■ **Data supplied**
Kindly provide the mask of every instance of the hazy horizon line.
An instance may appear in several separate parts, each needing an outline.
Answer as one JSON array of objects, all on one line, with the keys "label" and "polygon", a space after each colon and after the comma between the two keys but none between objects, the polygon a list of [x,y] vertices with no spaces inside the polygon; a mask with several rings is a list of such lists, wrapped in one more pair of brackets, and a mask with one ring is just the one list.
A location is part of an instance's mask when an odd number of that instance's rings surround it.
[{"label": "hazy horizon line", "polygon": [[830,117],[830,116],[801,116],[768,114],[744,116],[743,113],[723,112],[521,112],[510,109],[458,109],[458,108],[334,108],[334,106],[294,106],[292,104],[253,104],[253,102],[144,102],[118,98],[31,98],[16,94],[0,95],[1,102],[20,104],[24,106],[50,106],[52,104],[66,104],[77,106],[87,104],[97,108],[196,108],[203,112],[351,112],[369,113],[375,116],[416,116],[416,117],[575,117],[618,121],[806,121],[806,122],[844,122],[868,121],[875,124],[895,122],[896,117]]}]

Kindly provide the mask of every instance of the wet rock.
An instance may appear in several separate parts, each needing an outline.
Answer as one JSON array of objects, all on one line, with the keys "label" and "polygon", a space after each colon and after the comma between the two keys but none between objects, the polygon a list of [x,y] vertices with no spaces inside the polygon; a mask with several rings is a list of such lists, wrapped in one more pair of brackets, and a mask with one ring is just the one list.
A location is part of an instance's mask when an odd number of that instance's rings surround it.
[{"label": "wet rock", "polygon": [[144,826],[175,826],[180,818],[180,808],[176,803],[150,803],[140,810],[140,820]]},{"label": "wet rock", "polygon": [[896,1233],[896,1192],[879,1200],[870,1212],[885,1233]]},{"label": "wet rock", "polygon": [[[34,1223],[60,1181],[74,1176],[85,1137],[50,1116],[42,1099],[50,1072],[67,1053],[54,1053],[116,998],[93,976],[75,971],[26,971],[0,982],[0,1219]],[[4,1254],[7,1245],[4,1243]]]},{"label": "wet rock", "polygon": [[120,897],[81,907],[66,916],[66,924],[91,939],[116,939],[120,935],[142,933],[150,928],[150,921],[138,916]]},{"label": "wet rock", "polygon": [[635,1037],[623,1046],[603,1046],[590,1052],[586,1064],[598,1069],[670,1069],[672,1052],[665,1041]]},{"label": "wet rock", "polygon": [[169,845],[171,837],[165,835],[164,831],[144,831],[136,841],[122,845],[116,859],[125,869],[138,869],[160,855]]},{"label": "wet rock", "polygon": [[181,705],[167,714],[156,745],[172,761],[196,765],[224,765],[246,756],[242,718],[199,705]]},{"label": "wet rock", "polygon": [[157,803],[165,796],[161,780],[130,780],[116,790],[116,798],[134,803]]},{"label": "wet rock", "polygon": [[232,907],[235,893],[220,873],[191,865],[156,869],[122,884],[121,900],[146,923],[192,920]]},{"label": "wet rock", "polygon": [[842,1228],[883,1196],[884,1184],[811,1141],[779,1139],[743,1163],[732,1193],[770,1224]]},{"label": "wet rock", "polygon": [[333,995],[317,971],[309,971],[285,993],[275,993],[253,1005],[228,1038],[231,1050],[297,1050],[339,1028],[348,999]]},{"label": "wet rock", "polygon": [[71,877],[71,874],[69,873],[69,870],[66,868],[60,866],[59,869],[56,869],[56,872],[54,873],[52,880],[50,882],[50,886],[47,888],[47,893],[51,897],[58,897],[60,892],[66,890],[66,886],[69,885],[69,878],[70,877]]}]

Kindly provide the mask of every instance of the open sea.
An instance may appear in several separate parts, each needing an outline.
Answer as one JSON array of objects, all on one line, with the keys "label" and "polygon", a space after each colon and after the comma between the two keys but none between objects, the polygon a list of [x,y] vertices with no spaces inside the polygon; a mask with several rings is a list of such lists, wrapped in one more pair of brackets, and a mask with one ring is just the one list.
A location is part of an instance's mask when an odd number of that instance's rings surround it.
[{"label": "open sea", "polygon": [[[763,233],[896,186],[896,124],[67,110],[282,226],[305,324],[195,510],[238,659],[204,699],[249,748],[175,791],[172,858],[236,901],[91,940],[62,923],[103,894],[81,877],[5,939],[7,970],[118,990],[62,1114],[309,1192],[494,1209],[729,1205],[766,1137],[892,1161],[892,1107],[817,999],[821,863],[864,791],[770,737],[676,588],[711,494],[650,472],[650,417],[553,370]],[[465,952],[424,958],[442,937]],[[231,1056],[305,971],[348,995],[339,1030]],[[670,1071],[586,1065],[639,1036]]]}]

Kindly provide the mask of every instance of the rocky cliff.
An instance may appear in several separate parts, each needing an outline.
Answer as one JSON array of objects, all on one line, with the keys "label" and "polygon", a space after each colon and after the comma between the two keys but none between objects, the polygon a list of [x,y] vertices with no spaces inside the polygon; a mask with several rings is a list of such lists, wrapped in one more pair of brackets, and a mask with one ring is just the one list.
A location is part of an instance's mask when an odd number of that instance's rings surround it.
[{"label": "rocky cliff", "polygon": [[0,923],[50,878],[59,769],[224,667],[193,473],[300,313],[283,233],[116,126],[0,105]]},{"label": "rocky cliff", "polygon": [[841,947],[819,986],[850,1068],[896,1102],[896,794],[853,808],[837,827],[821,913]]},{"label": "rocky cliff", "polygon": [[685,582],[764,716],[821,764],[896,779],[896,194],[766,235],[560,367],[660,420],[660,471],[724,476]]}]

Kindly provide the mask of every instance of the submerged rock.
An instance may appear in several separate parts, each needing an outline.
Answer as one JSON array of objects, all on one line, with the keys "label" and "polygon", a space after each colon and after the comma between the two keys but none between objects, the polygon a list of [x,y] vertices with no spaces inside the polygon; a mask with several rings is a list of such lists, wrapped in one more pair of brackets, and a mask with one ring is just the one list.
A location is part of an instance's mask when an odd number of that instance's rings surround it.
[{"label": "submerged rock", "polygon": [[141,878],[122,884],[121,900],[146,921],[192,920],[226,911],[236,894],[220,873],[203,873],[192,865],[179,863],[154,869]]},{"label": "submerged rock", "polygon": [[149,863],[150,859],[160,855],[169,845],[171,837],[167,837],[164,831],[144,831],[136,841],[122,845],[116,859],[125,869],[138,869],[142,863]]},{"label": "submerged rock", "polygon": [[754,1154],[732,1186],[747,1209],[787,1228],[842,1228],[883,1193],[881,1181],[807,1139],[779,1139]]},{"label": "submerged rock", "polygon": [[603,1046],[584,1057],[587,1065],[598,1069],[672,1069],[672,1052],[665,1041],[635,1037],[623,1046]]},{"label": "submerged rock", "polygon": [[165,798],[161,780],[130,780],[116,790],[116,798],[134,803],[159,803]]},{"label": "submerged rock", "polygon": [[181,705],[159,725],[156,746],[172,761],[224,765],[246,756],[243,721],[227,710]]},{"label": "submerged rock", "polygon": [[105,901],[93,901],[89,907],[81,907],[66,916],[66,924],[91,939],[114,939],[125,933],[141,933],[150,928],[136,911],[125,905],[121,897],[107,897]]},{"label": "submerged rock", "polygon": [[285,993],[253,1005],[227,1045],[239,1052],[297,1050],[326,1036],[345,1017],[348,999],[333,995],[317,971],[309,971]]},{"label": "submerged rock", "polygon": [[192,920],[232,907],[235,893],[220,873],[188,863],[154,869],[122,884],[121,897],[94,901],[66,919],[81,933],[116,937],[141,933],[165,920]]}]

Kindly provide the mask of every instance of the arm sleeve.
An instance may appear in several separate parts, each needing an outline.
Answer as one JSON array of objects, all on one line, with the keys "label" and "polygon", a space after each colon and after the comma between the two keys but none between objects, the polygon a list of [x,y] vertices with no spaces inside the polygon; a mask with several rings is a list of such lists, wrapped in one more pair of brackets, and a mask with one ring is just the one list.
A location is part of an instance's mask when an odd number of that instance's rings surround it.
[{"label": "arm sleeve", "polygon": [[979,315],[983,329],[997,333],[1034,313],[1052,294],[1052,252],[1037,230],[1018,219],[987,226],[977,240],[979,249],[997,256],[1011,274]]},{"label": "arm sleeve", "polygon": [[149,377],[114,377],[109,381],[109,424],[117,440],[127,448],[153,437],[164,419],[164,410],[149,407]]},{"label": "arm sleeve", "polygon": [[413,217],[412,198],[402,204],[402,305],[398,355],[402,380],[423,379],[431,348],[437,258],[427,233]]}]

■ **Aim of the task**
Convert the lines from the one that contains "Kindly provide the mask of every instance of the arm" through the last line of the rows into a Markdown table with the columns No. and Text. Give each line its own numbered table row, and leave out blank lines.

■ **Right answer**
| No. | Text |
|---|---|
| 1 | Kindly provide the mask of every instance of the arm sleeve. |
| 2 | An instance may appear in several separate parts, each needing an outline. |
| 3 | Answer as one JSON array of objects, all on one line, with the keys "label" and "polygon", a space after each colon and after the comma between the two keys but none between objects, the polygon a list of [x,y] vertices with no spaces inside the polygon; a mask with several rings is a list of such lists, wrapped in one more pair of brackets, and a mask with one ring is just the one list. |
| 4 | A location is part of an instance's mask when an odd number of that instance's rings surround it. |
| 5 | [{"label": "arm sleeve", "polygon": [[979,315],[983,329],[997,333],[1034,313],[1052,294],[1052,252],[1037,230],[1018,219],[987,226],[977,240],[979,249],[997,256],[1011,274]]},{"label": "arm sleeve", "polygon": [[149,377],[114,377],[109,381],[109,424],[117,440],[127,448],[153,437],[164,419],[164,410],[149,407]]},{"label": "arm sleeve", "polygon": [[413,217],[412,198],[402,204],[402,305],[398,355],[402,380],[423,379],[431,348],[437,258],[427,233]]}] |